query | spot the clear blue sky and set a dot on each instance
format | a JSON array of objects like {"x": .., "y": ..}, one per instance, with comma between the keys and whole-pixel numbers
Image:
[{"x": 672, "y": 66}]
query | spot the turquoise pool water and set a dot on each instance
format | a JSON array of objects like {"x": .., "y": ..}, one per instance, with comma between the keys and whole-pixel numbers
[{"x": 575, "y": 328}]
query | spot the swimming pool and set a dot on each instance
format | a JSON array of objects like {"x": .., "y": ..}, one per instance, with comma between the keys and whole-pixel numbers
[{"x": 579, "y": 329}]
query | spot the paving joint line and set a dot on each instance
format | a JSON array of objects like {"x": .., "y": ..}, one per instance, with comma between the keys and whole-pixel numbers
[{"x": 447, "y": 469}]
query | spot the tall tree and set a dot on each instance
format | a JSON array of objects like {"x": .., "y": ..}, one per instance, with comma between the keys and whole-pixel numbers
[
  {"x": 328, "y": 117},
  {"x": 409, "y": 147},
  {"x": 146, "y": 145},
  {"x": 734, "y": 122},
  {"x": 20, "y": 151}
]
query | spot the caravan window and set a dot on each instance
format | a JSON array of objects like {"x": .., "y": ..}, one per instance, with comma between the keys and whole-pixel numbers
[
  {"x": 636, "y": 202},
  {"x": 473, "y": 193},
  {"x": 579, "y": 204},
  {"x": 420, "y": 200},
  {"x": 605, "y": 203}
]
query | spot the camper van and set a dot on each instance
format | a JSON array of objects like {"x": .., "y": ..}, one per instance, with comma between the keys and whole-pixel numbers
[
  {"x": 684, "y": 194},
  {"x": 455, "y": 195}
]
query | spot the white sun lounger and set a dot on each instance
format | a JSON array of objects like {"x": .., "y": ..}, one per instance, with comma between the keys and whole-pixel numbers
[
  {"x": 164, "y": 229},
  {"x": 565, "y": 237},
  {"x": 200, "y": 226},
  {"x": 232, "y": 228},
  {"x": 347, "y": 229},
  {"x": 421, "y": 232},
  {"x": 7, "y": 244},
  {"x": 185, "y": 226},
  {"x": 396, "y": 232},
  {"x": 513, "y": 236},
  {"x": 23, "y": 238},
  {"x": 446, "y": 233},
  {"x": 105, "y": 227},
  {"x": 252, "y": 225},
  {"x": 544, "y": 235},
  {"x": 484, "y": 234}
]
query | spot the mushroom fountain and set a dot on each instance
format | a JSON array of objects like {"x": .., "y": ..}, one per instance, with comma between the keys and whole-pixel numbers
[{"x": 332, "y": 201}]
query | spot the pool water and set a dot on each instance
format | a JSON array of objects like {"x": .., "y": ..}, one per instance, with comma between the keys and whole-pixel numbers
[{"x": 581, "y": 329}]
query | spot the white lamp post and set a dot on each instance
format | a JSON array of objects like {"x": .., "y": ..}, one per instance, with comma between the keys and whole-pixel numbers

::::::

— Your objective —
Search the records above for the string "query". Report each line that has it.

— Response to the task —
query | spot the clear blue sky and set a dot on each instance
query | spot the turquoise pool water and set a dot on each instance
query | spot the swimming pool and set a dot on each instance
query | spot the paving joint line and set a dot on each instance
query | spot the tall tree and set a dot on each instance
query | spot the caravan window and set a dot on each instance
query | spot the camper van and set a dot on each instance
query | spot the white sun lounger and set a dot on each instance
query | spot the mushroom fountain and set a dot on each instance
query | spot the pool water and set a dot on each instance
query | spot the white lamp post and set a dot on each instance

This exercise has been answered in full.